## BRIEF
Reproduce the items below with every occurrence of "Put a pin on" replaced by "Mark" and everything else unchanged. Leave the pictures out of your version.
· · · · ·
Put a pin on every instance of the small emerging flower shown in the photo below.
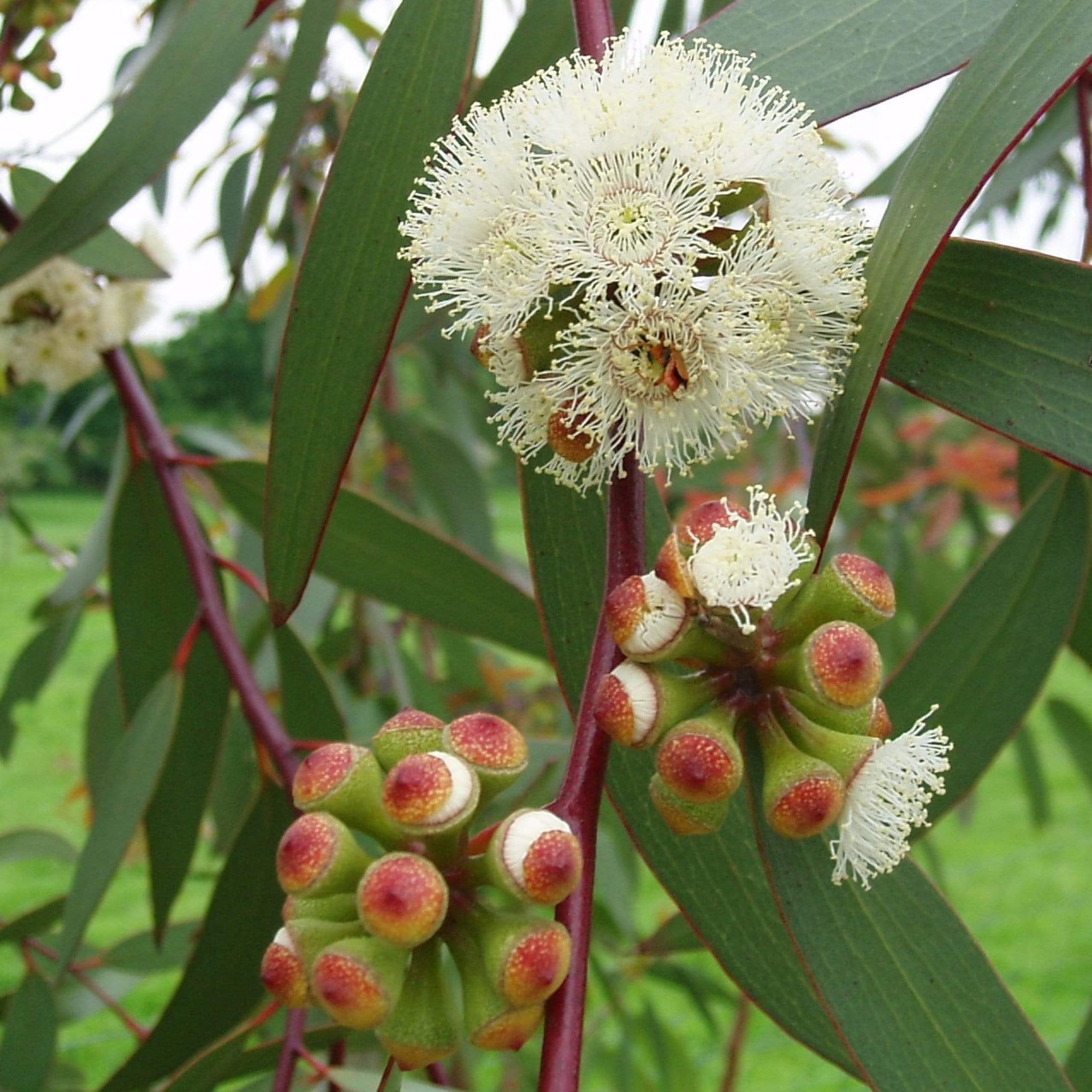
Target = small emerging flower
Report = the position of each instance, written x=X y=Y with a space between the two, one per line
x=751 y=561
x=886 y=800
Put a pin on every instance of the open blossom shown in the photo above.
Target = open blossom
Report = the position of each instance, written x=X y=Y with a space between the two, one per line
x=886 y=800
x=57 y=321
x=655 y=254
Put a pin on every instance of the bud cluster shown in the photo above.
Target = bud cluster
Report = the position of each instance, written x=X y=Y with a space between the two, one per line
x=364 y=936
x=734 y=632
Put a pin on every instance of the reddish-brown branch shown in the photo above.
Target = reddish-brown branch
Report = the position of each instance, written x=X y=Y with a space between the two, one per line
x=581 y=792
x=1085 y=128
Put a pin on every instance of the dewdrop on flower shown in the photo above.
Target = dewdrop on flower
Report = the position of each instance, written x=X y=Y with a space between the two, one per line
x=749 y=564
x=886 y=800
x=678 y=228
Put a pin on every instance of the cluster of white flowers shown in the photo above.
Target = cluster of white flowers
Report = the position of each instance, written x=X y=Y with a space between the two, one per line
x=57 y=321
x=656 y=254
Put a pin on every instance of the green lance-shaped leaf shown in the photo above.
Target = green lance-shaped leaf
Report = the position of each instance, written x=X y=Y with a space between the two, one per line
x=134 y=775
x=841 y=56
x=30 y=1038
x=186 y=78
x=352 y=284
x=1027 y=62
x=1003 y=337
x=372 y=550
x=987 y=658
x=220 y=984
x=316 y=18
x=108 y=252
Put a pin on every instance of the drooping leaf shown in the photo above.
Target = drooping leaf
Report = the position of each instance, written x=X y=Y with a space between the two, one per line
x=316 y=18
x=106 y=253
x=1004 y=337
x=130 y=782
x=30 y=1038
x=841 y=56
x=1027 y=62
x=352 y=283
x=978 y=661
x=220 y=984
x=376 y=552
x=185 y=79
· · · · ·
## REPLY
Mark every instance of the small emerging flower shown in the photo below.
Target = small emerging flower
Report = the position of each instance, written x=X y=Y with a space between the two, one per line
x=751 y=561
x=886 y=800
Mark every instance of the open blossom shown in the photo above.
Target = open blossom
Report = the position of each instance, written x=X y=Y with a space between the two, one per line
x=886 y=800
x=57 y=321
x=655 y=254
Mark every instance of the bud cluster shown in the photo above.
Target = bud cluster
Report = the position of each instance, written x=X y=Y with a space between the two, one per line
x=364 y=936
x=734 y=632
Mark every instance of the reddish-brown branch shown in the photo above.
Target = reddish-brown branch
Report = the position of each instance, written x=X y=Y with a space between the two, one per line
x=581 y=792
x=1085 y=128
Mark every instance of the dewdrop on flower shown in the photo above.
Target = dewdrop on flower
Report = the position of each instance, written x=X y=Y with a space between the two, one per line
x=749 y=564
x=886 y=800
x=678 y=228
Mark every instance of the cluster of white flowers shown in the photo above.
Target = cluster of white flowers
Report = the position of each instance, written x=X y=Y with a space between the two, one per line
x=57 y=321
x=656 y=254
Mark every instance of the green lance-shaped leaf shown in the photo above.
Target = green lance-shaped leaf
Report = the position of each instance, written x=X y=Y with a space between the two, one per line
x=134 y=775
x=841 y=56
x=30 y=1038
x=186 y=78
x=352 y=284
x=1027 y=62
x=1003 y=337
x=372 y=550
x=987 y=658
x=220 y=984
x=316 y=18
x=108 y=252
Mark every instance of the drooping leaf shown in the photo above.
Target = drooping leaf
Report = the position of each instance, written x=X y=Y with a space between the two, one per line
x=316 y=18
x=106 y=253
x=1004 y=337
x=130 y=782
x=30 y=1038
x=841 y=56
x=1027 y=62
x=352 y=283
x=978 y=661
x=220 y=984
x=376 y=552
x=185 y=79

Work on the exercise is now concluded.